Exercise task - Reproduce the material below with each "fringed" replaced by "tasseled". Keep everything else the same.

Provided data -
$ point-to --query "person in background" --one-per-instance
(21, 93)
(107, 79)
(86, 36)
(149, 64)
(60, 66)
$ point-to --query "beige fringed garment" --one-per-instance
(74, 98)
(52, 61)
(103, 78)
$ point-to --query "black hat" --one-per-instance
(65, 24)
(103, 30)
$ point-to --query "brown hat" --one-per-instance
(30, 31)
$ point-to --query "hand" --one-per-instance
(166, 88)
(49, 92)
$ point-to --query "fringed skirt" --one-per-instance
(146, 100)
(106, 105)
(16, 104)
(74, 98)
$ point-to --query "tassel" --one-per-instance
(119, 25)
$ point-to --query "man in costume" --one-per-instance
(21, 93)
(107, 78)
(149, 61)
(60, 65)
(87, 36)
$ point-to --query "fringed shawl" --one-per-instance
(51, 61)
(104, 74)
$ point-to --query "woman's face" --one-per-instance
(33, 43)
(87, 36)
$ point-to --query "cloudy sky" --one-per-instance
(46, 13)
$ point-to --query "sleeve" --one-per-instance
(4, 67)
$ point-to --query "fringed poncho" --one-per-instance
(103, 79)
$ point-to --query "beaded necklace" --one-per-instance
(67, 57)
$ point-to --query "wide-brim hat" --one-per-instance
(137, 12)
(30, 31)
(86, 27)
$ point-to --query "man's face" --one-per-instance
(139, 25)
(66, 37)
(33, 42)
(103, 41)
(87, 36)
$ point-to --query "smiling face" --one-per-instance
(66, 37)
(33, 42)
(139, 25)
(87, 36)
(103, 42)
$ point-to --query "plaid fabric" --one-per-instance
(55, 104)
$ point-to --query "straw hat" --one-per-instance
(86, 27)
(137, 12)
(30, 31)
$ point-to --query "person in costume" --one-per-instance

Answer to the task -
$ point-to --query "person in background" --one-per-instance
(21, 93)
(107, 79)
(86, 36)
(149, 64)
(60, 66)
$ point-to --query "beige tasseled garment" --one-per-instance
(74, 98)
(52, 61)
(103, 78)
$ point-to --query "black hat" --one-per-instance
(65, 24)
(103, 30)
$ point-to --query "brown hat" --one-per-instance
(30, 31)
$ point-to --query "hand" --one-per-instance
(166, 88)
(49, 92)
$ point-to --query "tasseled skirt" --one-per-instance
(146, 100)
(106, 105)
(16, 104)
(74, 98)
$ point-to --query "tassel" --one-per-instance
(119, 25)
$ point-to --query "man in costume" --one-per-instance
(21, 93)
(107, 78)
(149, 61)
(60, 65)
(87, 36)
$ point-to --query "tasseled shawl" --one-per-instance
(51, 61)
(104, 74)
$ point-to --query "woman's face" --one-per-instance
(33, 43)
(87, 36)
$ point-to --query "cloudy sky" --one-per-instance
(46, 13)
$ point-to --query "sleeve" --one-per-instance
(4, 67)
$ point-to --query "tasseled poncho" --one-per-instance
(103, 79)
$ point-to --query "beaded necklace" --one-per-instance
(67, 57)
$ point-to --query "wide-brim hat" --one-per-instance
(137, 12)
(30, 31)
(86, 27)
$ point-to --query "man's face" --one-per-instance
(139, 25)
(66, 37)
(33, 42)
(103, 41)
(87, 36)
$ point-to --query "smiling face" --one-per-instance
(66, 37)
(33, 42)
(139, 25)
(87, 36)
(103, 42)
$ point-to --query "plaid fabric" --one-per-instance
(55, 104)
$ point-to --query "straw hat" --one-per-instance
(86, 27)
(137, 12)
(30, 31)
$ point-to --query "person in costume" --one-per-instance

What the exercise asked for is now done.